- _Written request_:
Gather every line of the listing below that contains the word "tree", copying each one. Case counts.

┄┄┄┄┄┄┄┄┄┄┄┄┄┄┄┄┄┄┄┄

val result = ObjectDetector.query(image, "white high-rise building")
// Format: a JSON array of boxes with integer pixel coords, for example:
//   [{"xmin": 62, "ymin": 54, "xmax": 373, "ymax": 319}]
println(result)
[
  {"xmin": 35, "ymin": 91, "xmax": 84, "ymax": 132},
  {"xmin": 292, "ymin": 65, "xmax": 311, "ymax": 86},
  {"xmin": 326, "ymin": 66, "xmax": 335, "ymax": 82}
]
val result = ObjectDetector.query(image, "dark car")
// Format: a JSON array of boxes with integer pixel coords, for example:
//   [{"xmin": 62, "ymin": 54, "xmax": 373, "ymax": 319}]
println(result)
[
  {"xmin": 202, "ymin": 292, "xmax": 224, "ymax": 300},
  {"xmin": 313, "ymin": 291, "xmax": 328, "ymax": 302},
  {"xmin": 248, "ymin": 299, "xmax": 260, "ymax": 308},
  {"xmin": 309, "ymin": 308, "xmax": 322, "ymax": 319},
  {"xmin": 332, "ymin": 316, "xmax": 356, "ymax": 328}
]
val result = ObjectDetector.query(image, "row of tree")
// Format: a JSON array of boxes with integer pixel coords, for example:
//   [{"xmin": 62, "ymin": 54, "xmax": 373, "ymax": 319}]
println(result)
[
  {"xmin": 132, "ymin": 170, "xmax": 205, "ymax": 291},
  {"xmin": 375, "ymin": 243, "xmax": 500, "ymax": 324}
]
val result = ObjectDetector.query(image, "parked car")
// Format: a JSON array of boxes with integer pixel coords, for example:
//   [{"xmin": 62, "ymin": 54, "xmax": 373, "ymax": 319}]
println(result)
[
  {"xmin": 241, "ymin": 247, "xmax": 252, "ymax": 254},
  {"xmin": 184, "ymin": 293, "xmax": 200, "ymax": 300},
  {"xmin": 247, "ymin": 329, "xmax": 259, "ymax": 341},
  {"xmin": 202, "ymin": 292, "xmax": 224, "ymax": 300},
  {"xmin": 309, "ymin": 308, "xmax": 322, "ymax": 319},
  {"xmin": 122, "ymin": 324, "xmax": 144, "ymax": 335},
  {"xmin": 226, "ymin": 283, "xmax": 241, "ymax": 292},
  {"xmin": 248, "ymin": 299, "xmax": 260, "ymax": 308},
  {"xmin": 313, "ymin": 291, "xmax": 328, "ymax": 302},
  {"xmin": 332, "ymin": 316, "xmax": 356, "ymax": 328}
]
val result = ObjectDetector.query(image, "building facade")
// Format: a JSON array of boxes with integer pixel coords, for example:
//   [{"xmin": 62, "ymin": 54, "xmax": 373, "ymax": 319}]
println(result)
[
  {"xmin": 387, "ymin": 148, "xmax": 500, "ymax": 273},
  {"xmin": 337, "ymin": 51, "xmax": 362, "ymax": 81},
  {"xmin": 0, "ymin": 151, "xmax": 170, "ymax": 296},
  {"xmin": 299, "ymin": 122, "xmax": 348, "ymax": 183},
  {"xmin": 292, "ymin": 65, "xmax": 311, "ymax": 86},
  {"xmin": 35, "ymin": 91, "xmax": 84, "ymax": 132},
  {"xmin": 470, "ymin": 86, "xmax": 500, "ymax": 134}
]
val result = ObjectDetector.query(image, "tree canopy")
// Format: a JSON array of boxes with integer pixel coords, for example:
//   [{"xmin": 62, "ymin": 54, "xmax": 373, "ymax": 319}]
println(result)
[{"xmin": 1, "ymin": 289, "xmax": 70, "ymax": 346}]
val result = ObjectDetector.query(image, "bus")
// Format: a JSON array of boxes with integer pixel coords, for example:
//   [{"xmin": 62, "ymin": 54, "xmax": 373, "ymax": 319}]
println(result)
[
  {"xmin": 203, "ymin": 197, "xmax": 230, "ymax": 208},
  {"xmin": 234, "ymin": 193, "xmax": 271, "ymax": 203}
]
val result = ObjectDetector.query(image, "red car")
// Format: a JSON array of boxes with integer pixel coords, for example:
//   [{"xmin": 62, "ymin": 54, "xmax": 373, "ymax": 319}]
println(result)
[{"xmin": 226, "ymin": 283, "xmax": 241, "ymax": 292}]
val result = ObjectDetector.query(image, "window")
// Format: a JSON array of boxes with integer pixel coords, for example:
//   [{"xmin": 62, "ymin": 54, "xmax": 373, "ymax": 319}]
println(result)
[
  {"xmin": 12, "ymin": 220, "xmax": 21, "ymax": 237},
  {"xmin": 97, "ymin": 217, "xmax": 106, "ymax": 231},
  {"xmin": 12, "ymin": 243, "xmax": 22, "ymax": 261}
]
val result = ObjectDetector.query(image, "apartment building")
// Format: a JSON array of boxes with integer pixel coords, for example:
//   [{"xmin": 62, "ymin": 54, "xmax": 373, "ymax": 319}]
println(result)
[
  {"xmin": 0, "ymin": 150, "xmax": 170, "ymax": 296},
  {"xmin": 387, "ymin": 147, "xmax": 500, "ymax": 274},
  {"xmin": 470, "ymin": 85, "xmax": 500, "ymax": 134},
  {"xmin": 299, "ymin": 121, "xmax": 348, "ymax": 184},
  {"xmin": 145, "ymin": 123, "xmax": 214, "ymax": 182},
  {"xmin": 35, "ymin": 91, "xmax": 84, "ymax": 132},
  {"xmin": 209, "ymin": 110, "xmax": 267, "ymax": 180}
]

┄┄┄┄┄┄┄┄┄┄┄┄┄┄┄┄┄┄┄┄

- _Exercise answer_:
val result = ObjectDetector.query(image, "row of tree")
val result = ObjectDetector.query(image, "tree canopy")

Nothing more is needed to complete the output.